▸ **Quoted text**:
++++++++
This package configures a Hashicorp Vault server for use with htgettoken. Users of htgettoken always have to initially authenticate with OIDC, but after that access can be renewed with either kerberos or ssh.

In addition to making it easy to configure the server, this package includes a modified Hashicorp vault plugin (vault-plugin-auth-jwt), a vault plugin from Puppet Labs (vault-plugin-secrets-oauthapp), and another vault plugin from an individual (vault-plugin-auth-ssh).

Mailing list

If you set up a Vault server following these instructions, please subscribe to the mailing list to stay updated on developments or to ask questions.

Installation

The rpm is available in the Open Science Grid yum repositories. After enabling the OSG repositories, do this as root to install vault and htvault-config:

yum install htvault-config
systemctl enable vault
systemctl enable htvault-config

Configuration

If you want to enable debugging, uncomment the indicated line in /etc/sysconfig/htvault-config.

Put X.509 host credentials in /etc/htvault-config/hostcert.pem and /etc/htvault-config/hostkey.pem. The former should be world-readable and the latter should be owned by the 'vault' user id and mode 400. For a production system make sure that those credentials get renewed before expiry and vault gets restarted.

Configuration parameters are done in YAML and can be placed in any /etc/htvault-config/config.d/*.yaml file. The files are processed in alphabetical order and options are merged from later files into earlier ones. If the same parameters are set again in a later file it overrides the earlier one. It is recommended to start the file names with two digit numbers to easily control the order.

If the hostname (`uname -n`) of the server does not match the fully qualified domain name that will be used to access the vault service, put the full name in the cluster: myname: configuration variable. See details about the variable in the High Availability section below (even if not setting up a High Availability cluster).

OIDC/Oauth configuration

OIDC/Oauth configuration is done under an "issuers" top-level keyword. Each list item under that should have the following keywords:

issuers keywords

Keyword Meaning
name Issuer name
clientid OIDC Client ID
secret OIDC Client secret
url Issuer URL
callbackmode direct or device (optional, default device)
++++++++
▸ **Information given**:
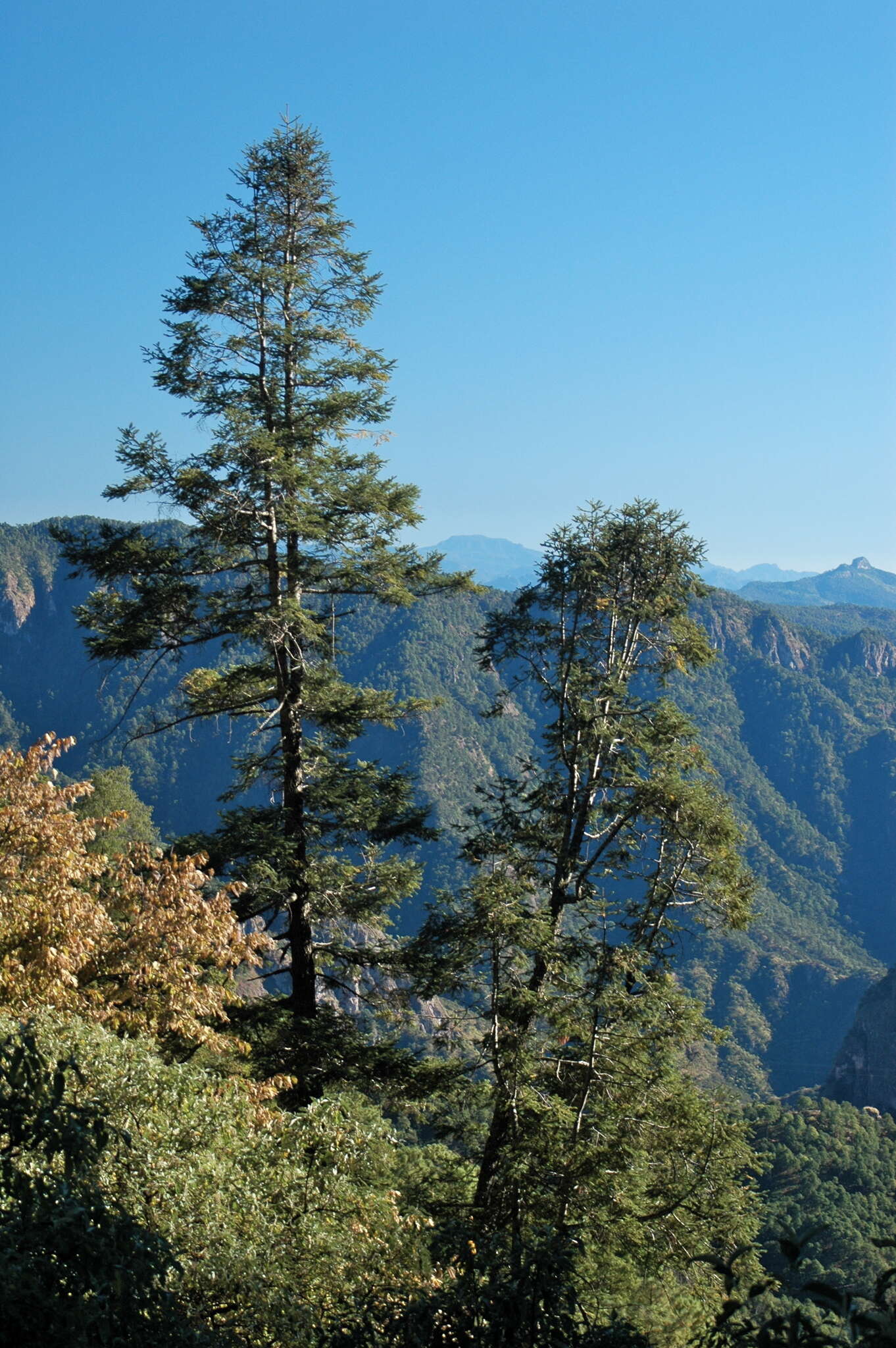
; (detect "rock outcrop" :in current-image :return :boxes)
[822,970,896,1115]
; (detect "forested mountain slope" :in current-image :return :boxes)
[0,523,896,1093]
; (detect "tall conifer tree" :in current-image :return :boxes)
[62,121,465,1018]
[416,502,753,1344]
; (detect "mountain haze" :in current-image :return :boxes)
[423,534,815,590]
[9,522,896,1095]
[741,557,896,608]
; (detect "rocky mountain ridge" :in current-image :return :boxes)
[0,525,896,1095]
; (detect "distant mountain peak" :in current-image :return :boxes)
[741,557,896,608]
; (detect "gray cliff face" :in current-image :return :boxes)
[822,970,896,1115]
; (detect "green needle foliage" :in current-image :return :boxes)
[58,121,468,1019]
[418,502,752,1341]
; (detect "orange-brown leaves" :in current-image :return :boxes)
[0,735,265,1043]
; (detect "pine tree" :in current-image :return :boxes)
[418,502,752,1341]
[55,121,466,1019]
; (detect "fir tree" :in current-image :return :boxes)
[55,121,466,1018]
[418,502,752,1341]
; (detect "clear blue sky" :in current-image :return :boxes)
[0,0,896,570]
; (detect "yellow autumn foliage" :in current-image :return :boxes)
[0,735,268,1046]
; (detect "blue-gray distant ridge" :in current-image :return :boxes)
[739,557,896,608]
[423,534,815,602]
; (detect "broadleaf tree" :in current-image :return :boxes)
[61,121,469,1020]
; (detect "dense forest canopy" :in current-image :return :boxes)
[0,121,896,1348]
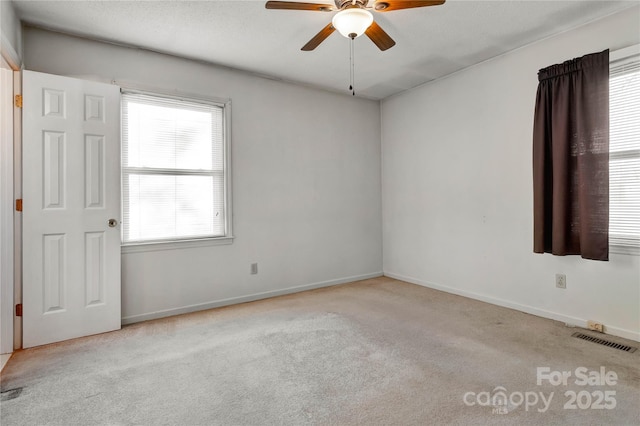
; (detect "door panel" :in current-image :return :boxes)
[23,71,121,348]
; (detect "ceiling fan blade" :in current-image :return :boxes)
[301,23,336,52]
[364,21,396,50]
[373,0,445,12]
[265,1,335,12]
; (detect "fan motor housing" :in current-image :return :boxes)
[335,0,369,10]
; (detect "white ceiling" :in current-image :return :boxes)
[13,0,638,99]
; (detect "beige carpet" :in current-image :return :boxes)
[0,278,640,426]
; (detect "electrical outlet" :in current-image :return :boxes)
[556,274,567,288]
[587,321,604,333]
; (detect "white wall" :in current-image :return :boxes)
[0,0,22,69]
[381,8,640,340]
[23,28,382,322]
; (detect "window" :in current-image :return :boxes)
[122,92,231,244]
[609,45,640,253]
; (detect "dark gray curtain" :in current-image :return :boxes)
[533,50,609,260]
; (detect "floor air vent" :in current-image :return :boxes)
[571,333,638,352]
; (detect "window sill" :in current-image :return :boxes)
[121,237,233,254]
[609,244,640,256]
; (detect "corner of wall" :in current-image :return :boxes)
[0,1,22,70]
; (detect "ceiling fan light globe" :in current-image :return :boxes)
[331,8,373,38]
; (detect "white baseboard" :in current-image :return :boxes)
[384,271,640,342]
[122,272,383,325]
[0,353,13,373]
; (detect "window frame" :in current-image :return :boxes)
[120,87,234,253]
[609,44,640,256]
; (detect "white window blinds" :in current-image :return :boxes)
[122,93,227,243]
[609,50,640,248]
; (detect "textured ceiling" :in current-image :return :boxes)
[10,0,638,99]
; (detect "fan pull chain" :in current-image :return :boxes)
[349,37,356,96]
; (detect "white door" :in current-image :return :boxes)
[22,71,121,348]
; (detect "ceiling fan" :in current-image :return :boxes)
[265,0,445,51]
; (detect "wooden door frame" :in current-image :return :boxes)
[0,50,22,367]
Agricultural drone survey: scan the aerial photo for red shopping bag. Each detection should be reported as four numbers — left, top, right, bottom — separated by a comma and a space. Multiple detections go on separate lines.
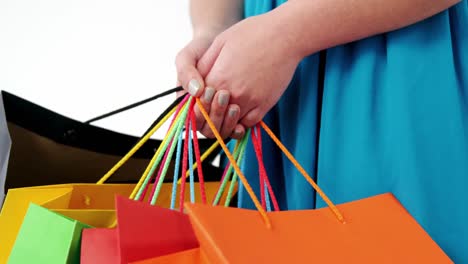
81, 197, 198, 263
131, 248, 208, 264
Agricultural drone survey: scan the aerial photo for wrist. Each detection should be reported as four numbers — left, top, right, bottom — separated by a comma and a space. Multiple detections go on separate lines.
270, 1, 320, 59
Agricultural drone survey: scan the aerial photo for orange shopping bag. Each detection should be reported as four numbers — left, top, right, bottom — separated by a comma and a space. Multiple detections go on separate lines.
130, 248, 208, 264
186, 104, 452, 263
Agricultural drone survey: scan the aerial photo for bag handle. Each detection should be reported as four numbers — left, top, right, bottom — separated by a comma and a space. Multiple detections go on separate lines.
251, 124, 280, 211
84, 86, 183, 124
196, 98, 344, 228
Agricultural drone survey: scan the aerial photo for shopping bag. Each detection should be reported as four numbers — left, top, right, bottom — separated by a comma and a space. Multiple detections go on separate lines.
185, 101, 452, 263
130, 248, 209, 264
7, 204, 89, 264
0, 89, 222, 191
0, 182, 218, 263
0, 94, 11, 208
80, 228, 121, 264
186, 194, 451, 263
81, 197, 198, 264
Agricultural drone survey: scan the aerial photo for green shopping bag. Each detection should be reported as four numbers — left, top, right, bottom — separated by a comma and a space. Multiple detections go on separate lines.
8, 203, 90, 264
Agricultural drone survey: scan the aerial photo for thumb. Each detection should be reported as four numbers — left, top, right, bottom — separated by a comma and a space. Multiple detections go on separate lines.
176, 49, 204, 97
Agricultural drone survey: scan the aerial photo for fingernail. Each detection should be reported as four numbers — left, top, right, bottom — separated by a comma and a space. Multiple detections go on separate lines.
218, 91, 229, 106
203, 87, 215, 103
189, 79, 201, 95
234, 129, 242, 137
228, 107, 237, 118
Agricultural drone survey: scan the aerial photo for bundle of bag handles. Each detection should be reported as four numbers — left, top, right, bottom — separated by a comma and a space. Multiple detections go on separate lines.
97, 88, 345, 228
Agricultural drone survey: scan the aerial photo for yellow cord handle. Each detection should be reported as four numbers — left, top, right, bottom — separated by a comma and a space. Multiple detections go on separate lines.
97, 104, 177, 184
130, 102, 187, 199
177, 141, 219, 184
260, 121, 344, 223
197, 98, 271, 228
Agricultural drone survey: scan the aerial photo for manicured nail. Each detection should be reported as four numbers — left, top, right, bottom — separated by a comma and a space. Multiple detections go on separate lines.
228, 107, 237, 118
234, 129, 242, 137
203, 87, 215, 103
218, 91, 229, 106
189, 79, 201, 95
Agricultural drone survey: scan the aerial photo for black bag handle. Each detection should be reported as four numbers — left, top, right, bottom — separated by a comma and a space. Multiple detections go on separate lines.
84, 86, 183, 124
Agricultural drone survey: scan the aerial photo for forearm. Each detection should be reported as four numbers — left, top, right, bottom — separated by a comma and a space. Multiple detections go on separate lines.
190, 0, 243, 37
272, 0, 459, 56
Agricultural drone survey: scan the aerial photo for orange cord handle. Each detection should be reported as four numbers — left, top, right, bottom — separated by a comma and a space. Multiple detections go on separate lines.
197, 98, 271, 228
260, 121, 345, 223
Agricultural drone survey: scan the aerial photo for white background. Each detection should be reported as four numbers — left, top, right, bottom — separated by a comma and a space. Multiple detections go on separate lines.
0, 0, 191, 138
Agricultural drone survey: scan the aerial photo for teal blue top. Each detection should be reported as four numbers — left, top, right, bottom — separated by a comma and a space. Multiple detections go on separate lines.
240, 0, 468, 263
++++++++
▸ **Stated task 1**: In the htvault-config setup text, who should own the file /etc/htvault-config/hostkey.pem, and with what mode?
▸ **Stated task 2**: Write the next part of the htvault-config setup text, starting after its last line.

▸ **Exercise output 1**: It should be owned by the 'vault' user id and have mode 400.

▸ **Exercise output 2**:
credclaim OIDC id token claim to use for credential key
kerbservice Kerberos service name (optional)
roles List of roles

If you want a default issuer for htgettoken give that one the name default.

It may be more convenient for the sake of system configurators (e.g. puppet) to put the secrets all into a separate file, but if you do that remember if an issuer name is changed it has to be changed in both files.

If you want also want to support kerberos, the credclaim used for all issuers in a Vault instance sharing that kerberos for credential renewal must map to the users' kerberos IDs. For that reason, the source of information for both the OIDC issuer and for the Kerberos Domain Controller (KDC) must ultimately be from the same database. See the discussion on policydomain below in the kerberos section to see whether or not the domain name should be included in the credclaim value. If there is more than one Kerberos service defined the kerbservice keyword can be used to select a non-default service by name; the default is to select one that matches the name of the issuer or otherwise the first one defined.

On the other hand if you want to support ssh instead of kerberos, the credclaim is still needed but ssh authentication will use whatever value the OIDC issuer includes in that claim.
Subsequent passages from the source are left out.